## CHALLENGE 1
Extract the passage about the film Monsoon below and reproduce it in full, word for word.

Monsoon is Vietnam-shot film directed by Hong Khaou that was released earlier this year. It is spoken by Lee (David Tran) to Kit (Henry Golding) as they have tea on a Saigon sidewalk and references the latter's return to Vietnam for the first time since leaving as a child.

When he was six, Kit's family fled following the war and eventually made it to the United Kingdom, while Lee, Kit's childhood best friend, stayed in Saigon with his family. The movie begins with Kit arriving in Saigon with his mother's ashes, while his older brother will arrive the following week with their father's ashes.

Monsoon is a very quiet, interior film, with Kit featured in almost every shot and a few other characters — including a romantic interest in an American expat named Lewis (Parker Sawyers) — passing through scenes. The pacing and editing are deliberate, and there is almost no dialogue for the first 10 minutes.

Lewis and Kit travel by bike on a local Saigon street. Photo via Peccadillo Pictures.

Static tripod shots are common, and Golding does much of his acting through facial expressions and body language; many of his personal interactions are awkward and restrained, and he really only comes to life when he talks to his nephews back in the UK on FaceTime.

## DATA EXTRACT
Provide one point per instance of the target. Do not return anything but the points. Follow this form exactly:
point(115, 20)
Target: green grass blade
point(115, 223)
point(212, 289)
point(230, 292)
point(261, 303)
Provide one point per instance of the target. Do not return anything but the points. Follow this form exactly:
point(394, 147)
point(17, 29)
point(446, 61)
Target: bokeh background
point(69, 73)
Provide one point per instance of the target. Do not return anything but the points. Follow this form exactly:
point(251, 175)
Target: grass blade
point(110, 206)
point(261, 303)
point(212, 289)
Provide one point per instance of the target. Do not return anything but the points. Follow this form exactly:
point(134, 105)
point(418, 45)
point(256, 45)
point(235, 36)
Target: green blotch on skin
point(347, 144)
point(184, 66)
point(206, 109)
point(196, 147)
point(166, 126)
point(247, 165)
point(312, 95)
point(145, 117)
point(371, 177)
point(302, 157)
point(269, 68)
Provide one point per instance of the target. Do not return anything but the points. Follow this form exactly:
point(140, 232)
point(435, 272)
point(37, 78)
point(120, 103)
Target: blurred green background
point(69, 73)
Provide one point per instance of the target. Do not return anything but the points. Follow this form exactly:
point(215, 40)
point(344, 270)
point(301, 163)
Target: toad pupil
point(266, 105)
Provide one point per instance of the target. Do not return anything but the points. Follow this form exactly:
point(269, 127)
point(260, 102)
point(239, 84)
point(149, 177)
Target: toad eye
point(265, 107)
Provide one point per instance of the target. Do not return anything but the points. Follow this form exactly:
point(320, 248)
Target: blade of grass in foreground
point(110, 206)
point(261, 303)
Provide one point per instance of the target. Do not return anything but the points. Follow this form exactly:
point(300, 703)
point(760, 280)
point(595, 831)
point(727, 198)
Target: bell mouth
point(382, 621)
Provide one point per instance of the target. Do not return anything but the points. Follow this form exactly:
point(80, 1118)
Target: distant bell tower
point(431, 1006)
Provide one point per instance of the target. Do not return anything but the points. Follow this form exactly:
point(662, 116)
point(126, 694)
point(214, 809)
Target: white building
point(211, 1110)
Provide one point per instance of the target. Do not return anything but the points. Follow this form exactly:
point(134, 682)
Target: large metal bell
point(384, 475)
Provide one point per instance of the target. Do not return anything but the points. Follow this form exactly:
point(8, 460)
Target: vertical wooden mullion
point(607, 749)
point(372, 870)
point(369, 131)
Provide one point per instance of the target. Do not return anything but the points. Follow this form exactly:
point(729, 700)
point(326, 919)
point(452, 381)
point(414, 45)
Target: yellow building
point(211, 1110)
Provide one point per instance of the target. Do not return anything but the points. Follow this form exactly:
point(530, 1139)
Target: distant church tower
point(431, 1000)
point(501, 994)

## CHALLENGE 2
Pick out every line of the entries above that contains the string "bell", and copy each one.

## TASK SOLUTION 1
Monsoon is Vietnam-shot film directed by Hong Khaou that was released earlier this year. It is spoken by Lee (David Tran) to Kit (Henry Golding) as they have tea on a Saigon sidewalk and references the latter's return to Vietnam for the first time since leaving as a child.

When he was six, Kit's family fled following the war and eventually made it to the United Kingdom, while Lee, Kit's childhood best friend, stayed in Saigon with his family. The movie begins with Kit arriving in Saigon with his mother's ashes, while his older brother will arrive the following week with their father's ashes.

Monsoon is a very quiet, interior film, with Kit featured in almost every shot and a few other characters — including a romantic interest in an American expat named Lewis (Parker Sawyers) — passing through scenes. The pacing and editing are deliberate, and there is almost no dialogue for the first 10 minutes.

Lewis and Kit travel by bike on a local Saigon street. Photo via Peccadillo Pictures.

Static tripod shots are common, and Golding does much of his acting through facial expressions and body language; many of his personal interactions are awkward and restrained, and he really only comes to life when he talks to his nephews back in the UK on FaceTime.

## TASK SOLUTION 2
Target: bell mouth
Target: distant bell tower
Target: large metal bell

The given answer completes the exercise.